▶ [Task]: Please print the records word for word, from the line containing "Put one marker on each instance of the gray and" through the end of the records, both ends included, and leave the pictures out.
=-=-=-=-=
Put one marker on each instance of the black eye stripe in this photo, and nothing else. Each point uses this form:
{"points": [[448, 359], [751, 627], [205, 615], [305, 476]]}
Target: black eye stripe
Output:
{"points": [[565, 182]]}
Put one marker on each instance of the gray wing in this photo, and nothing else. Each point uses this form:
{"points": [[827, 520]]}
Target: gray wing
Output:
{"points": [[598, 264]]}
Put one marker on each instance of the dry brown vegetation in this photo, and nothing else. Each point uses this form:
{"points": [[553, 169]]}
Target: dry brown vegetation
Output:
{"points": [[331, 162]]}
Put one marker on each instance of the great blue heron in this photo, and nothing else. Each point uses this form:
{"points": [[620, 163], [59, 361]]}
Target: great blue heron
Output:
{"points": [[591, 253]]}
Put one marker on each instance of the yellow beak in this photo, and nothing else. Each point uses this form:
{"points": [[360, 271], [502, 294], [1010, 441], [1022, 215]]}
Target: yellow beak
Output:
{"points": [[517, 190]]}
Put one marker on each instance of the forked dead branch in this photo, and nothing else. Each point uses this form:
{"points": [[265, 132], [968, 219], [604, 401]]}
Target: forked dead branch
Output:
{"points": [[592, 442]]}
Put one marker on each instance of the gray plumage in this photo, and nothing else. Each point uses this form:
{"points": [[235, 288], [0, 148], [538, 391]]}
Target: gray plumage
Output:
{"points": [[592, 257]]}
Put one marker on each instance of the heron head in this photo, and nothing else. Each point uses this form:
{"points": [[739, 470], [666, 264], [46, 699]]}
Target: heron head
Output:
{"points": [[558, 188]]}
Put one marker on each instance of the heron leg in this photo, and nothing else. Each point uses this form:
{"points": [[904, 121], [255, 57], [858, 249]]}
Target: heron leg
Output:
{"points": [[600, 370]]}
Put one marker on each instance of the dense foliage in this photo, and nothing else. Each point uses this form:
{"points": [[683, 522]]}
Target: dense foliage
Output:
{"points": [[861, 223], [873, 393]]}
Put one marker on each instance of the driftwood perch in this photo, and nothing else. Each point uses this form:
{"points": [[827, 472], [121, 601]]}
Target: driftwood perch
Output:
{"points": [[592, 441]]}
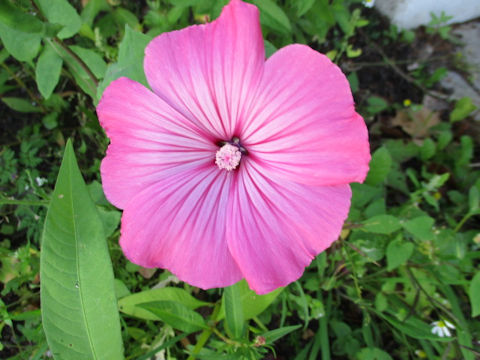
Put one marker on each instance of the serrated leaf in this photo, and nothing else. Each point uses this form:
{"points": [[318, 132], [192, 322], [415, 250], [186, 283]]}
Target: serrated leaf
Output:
{"points": [[273, 16], [130, 304], [61, 12], [176, 315], [233, 310], [380, 166], [474, 294], [382, 224], [130, 60], [79, 311], [252, 304], [47, 71], [398, 253]]}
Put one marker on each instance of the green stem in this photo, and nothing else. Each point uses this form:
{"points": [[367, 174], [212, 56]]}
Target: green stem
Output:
{"points": [[205, 335], [464, 219], [24, 202]]}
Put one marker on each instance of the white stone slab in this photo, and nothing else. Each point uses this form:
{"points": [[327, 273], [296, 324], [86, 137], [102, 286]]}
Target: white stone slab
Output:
{"points": [[408, 14]]}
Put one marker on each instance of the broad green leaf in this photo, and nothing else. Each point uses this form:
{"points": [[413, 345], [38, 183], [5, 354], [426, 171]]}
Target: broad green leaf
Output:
{"points": [[92, 59], [131, 304], [380, 166], [269, 48], [273, 335], [20, 33], [420, 227], [130, 60], [382, 224], [376, 105], [473, 199], [303, 6], [22, 46], [474, 294], [373, 354], [233, 310], [61, 12], [47, 71], [82, 78], [398, 252], [252, 304], [273, 16], [176, 315], [21, 105], [463, 108], [79, 310]]}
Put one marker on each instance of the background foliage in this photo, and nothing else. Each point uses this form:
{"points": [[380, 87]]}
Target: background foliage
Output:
{"points": [[406, 263]]}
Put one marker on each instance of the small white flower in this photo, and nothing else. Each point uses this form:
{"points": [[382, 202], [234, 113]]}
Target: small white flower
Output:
{"points": [[368, 3], [441, 328], [40, 181]]}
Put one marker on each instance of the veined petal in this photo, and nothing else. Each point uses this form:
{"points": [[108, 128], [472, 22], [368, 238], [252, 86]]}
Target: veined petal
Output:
{"points": [[179, 224], [303, 125], [209, 72], [148, 141], [276, 227]]}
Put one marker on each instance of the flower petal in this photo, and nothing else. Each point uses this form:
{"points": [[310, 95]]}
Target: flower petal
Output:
{"points": [[276, 227], [148, 140], [303, 125], [207, 72], [179, 224]]}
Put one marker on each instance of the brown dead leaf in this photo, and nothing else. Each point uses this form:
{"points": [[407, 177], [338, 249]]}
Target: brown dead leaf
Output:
{"points": [[416, 123]]}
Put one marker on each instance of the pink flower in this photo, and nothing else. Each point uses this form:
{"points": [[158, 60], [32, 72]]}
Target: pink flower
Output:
{"points": [[233, 166]]}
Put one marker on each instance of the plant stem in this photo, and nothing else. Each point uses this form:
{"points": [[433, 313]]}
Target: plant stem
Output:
{"points": [[24, 202]]}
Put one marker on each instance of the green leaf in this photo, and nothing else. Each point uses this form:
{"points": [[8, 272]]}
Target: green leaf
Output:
{"points": [[303, 6], [21, 105], [382, 224], [176, 315], [380, 166], [420, 227], [428, 149], [47, 71], [274, 335], [474, 294], [233, 310], [130, 60], [131, 304], [398, 252], [21, 33], [61, 12], [473, 199], [252, 304], [22, 46], [79, 311], [81, 76], [273, 16], [92, 59], [463, 108], [376, 105], [373, 354]]}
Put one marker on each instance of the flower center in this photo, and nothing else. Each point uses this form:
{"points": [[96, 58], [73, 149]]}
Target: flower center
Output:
{"points": [[228, 157]]}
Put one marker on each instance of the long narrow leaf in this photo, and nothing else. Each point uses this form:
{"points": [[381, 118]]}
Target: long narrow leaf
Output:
{"points": [[79, 310]]}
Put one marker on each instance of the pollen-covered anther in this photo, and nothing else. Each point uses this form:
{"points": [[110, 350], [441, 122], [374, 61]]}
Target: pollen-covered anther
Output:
{"points": [[228, 157]]}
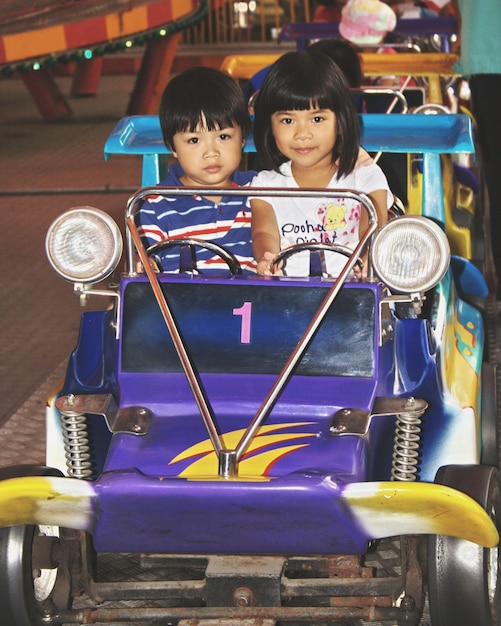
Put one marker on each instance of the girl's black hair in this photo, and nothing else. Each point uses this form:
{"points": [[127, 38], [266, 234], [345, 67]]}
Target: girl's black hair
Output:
{"points": [[295, 82], [202, 95]]}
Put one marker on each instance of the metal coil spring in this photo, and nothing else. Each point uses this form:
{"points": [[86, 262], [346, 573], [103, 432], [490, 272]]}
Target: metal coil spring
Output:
{"points": [[406, 446], [76, 444]]}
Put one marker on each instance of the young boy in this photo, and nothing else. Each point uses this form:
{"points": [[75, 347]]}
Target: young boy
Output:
{"points": [[204, 120]]}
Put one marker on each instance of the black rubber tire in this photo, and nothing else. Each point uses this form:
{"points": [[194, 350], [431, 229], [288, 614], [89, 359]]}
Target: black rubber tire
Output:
{"points": [[490, 418], [464, 579], [19, 605]]}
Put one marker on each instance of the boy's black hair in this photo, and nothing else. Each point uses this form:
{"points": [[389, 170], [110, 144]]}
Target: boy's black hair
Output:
{"points": [[296, 81], [202, 95]]}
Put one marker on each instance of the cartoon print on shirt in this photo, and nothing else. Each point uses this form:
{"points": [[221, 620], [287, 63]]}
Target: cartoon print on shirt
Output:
{"points": [[335, 223], [335, 216]]}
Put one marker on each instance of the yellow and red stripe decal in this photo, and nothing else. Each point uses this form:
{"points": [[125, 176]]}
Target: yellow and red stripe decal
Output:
{"points": [[266, 449]]}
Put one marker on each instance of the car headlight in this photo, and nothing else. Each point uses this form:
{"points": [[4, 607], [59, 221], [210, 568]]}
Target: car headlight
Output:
{"points": [[410, 254], [84, 245]]}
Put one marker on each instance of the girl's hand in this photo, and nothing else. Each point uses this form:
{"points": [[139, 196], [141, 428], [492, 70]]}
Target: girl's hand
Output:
{"points": [[264, 266]]}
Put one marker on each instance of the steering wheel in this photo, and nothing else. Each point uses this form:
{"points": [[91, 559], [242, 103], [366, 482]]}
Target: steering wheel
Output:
{"points": [[187, 255], [315, 268]]}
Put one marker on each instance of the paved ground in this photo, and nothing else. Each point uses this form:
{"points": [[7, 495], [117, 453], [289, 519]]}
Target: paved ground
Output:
{"points": [[47, 168]]}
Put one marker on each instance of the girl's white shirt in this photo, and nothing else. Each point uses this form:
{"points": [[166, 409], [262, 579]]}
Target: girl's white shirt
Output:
{"points": [[328, 220]]}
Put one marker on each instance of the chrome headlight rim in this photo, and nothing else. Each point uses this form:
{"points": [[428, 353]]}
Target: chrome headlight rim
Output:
{"points": [[99, 267], [433, 234]]}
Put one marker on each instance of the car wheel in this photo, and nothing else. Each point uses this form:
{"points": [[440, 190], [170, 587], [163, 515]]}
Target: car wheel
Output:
{"points": [[464, 578], [28, 577]]}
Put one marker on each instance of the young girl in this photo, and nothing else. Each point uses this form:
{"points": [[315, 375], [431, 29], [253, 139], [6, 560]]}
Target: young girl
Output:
{"points": [[306, 131]]}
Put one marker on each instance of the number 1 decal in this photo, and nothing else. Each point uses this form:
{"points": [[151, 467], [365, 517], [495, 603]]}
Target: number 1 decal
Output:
{"points": [[245, 312]]}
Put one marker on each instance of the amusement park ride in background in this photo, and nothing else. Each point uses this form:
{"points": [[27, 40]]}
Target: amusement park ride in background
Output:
{"points": [[35, 35]]}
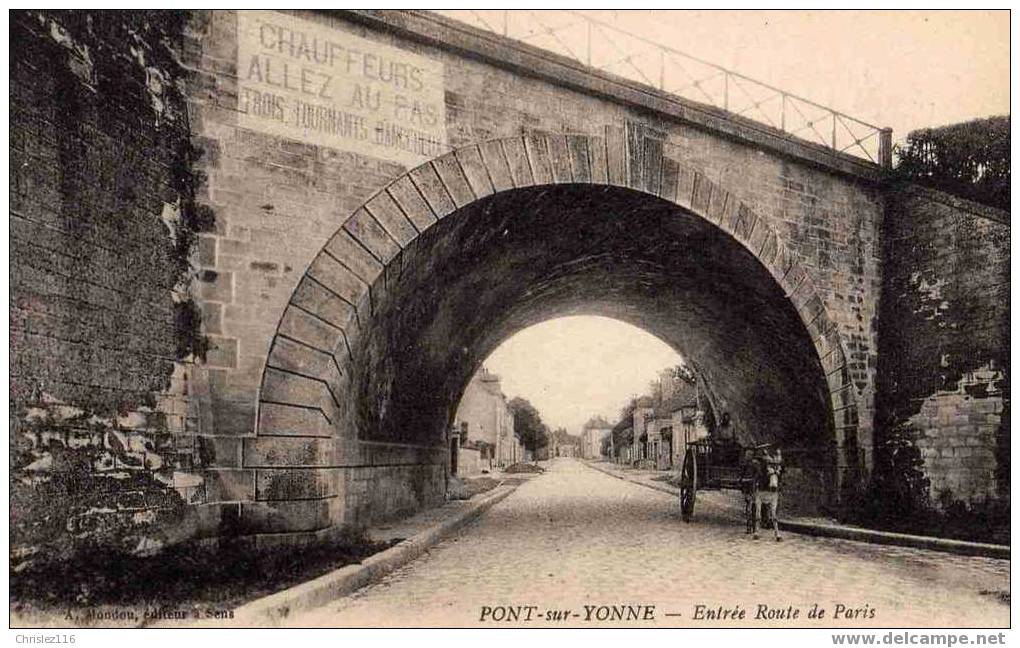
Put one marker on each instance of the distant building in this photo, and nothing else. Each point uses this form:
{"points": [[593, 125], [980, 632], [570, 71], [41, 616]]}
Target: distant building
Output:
{"points": [[661, 422], [593, 437], [483, 425], [561, 444]]}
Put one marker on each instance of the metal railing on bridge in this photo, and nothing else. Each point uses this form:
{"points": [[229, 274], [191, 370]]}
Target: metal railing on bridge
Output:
{"points": [[602, 46]]}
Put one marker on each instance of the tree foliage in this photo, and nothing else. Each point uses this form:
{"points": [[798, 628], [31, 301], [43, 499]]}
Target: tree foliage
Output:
{"points": [[969, 159], [527, 425]]}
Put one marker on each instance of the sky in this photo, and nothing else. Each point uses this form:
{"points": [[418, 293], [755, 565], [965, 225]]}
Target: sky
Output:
{"points": [[904, 69], [573, 367]]}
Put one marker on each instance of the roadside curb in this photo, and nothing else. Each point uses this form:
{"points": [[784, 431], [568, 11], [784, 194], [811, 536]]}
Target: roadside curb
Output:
{"points": [[275, 608], [960, 547]]}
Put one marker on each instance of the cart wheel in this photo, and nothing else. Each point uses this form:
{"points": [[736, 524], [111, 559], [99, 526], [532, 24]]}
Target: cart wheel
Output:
{"points": [[689, 487]]}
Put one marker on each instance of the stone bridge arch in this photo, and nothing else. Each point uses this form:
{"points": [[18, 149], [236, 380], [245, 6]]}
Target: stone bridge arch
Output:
{"points": [[324, 452]]}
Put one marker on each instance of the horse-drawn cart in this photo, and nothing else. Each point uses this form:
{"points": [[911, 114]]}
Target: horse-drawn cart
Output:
{"points": [[711, 463]]}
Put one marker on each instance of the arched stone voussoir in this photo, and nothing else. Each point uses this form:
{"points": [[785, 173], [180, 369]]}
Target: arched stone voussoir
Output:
{"points": [[388, 213], [368, 233], [454, 181], [537, 150], [474, 169], [426, 180], [360, 267]]}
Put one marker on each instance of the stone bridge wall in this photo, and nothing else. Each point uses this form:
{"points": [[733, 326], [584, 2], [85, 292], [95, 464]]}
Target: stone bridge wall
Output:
{"points": [[109, 202], [946, 340]]}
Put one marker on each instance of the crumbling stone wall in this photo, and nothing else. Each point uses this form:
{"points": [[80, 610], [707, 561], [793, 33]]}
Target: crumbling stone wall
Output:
{"points": [[945, 341], [103, 330]]}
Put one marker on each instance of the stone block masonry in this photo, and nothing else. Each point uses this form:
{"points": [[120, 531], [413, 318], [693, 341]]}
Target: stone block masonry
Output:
{"points": [[945, 340], [196, 337], [105, 331]]}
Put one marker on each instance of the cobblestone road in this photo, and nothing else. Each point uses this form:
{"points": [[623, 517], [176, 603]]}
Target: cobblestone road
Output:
{"points": [[575, 537]]}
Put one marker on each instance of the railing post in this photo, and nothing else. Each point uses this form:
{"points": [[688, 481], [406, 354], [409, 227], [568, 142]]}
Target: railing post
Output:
{"points": [[589, 23], [885, 148]]}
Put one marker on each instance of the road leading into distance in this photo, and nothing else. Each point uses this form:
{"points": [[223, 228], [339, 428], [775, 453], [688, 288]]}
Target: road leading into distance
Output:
{"points": [[574, 545]]}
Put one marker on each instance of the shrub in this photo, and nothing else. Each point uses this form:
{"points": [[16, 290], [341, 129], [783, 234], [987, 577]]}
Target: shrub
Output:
{"points": [[969, 159]]}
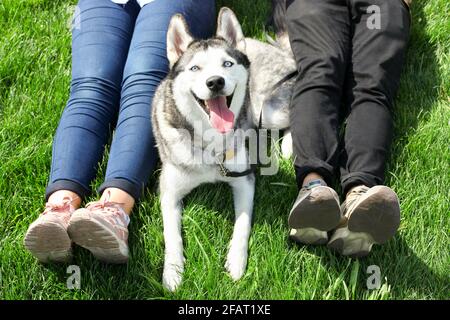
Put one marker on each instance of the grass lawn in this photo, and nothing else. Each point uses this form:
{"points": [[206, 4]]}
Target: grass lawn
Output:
{"points": [[34, 87]]}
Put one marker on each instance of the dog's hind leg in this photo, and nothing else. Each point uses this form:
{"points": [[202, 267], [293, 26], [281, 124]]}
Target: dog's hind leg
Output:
{"points": [[243, 192], [172, 192]]}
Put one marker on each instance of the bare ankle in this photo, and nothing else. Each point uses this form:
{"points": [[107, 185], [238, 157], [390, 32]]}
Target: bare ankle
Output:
{"points": [[125, 200], [59, 196]]}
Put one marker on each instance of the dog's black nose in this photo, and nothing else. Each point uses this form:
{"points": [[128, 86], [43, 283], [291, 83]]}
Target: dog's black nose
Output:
{"points": [[215, 83]]}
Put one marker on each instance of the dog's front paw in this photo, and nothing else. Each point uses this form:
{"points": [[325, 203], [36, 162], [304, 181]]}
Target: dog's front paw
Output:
{"points": [[236, 263], [172, 275]]}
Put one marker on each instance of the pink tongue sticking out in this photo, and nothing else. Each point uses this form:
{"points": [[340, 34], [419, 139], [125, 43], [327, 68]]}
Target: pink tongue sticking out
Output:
{"points": [[221, 117]]}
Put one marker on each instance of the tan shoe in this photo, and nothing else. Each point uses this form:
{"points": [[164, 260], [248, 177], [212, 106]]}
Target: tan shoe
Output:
{"points": [[102, 228], [315, 212], [47, 237], [371, 216]]}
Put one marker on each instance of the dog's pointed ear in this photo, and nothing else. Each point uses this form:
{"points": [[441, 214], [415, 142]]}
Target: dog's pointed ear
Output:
{"points": [[178, 38], [229, 28]]}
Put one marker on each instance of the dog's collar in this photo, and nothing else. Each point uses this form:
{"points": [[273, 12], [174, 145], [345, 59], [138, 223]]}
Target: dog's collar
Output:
{"points": [[227, 155]]}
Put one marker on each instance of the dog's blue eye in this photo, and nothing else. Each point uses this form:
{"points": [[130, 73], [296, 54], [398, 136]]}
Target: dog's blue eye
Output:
{"points": [[228, 64]]}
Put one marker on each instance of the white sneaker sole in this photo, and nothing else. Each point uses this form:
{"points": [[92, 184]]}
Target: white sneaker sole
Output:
{"points": [[93, 236]]}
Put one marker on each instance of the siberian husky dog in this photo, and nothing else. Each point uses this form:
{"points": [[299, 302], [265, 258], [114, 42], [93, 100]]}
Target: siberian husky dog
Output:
{"points": [[216, 92], [201, 113]]}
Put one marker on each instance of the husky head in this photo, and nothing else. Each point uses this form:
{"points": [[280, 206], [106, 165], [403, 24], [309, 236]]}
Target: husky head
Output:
{"points": [[209, 76]]}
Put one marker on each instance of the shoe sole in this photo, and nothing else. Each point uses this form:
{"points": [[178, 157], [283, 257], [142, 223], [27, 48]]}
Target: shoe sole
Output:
{"points": [[312, 220], [48, 242], [374, 221], [93, 236]]}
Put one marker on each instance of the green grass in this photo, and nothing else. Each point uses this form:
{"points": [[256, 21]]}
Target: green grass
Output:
{"points": [[34, 86]]}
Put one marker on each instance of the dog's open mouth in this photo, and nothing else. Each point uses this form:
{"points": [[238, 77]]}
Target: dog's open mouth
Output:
{"points": [[218, 109]]}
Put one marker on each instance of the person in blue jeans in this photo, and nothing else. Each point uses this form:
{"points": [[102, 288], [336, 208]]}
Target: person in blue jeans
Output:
{"points": [[118, 60]]}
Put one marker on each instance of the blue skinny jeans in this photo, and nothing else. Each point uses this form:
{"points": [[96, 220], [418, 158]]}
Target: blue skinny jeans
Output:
{"points": [[118, 60]]}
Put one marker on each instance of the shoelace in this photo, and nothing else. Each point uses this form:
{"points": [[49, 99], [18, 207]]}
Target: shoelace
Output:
{"points": [[312, 184], [59, 207], [352, 197]]}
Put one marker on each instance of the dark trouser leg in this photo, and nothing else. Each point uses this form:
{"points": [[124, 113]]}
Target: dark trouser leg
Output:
{"points": [[100, 43], [319, 32], [372, 82]]}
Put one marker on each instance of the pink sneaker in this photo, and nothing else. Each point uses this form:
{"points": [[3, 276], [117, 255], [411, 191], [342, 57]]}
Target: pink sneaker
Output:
{"points": [[101, 228], [47, 237]]}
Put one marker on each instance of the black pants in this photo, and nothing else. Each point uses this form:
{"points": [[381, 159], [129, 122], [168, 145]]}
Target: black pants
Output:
{"points": [[349, 57]]}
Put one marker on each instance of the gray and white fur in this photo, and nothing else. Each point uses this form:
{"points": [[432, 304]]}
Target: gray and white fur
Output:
{"points": [[182, 127]]}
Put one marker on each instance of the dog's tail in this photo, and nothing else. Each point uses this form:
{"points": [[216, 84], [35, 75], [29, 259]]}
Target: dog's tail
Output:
{"points": [[277, 21]]}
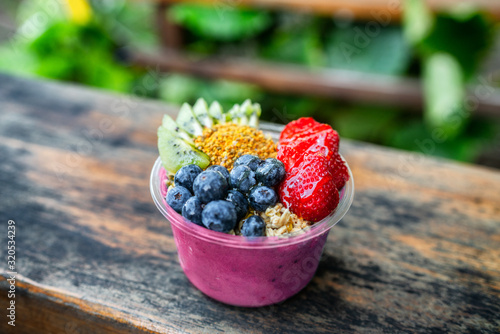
=-=-=-=-=
▶ [Finished task]:
Put one marker on each instance of the gray and white fur in this photo, and nothing else. Each point uses this form:
{"points": [[432, 304]]}
Target: gray and white fur
Output:
{"points": [[182, 127]]}
Put one marker on each instance of the dog's tail in this photo, and nothing else. Each point uses this form:
{"points": [[216, 84], [35, 75], [29, 259]]}
Target: dog's tail
Output:
{"points": [[277, 21]]}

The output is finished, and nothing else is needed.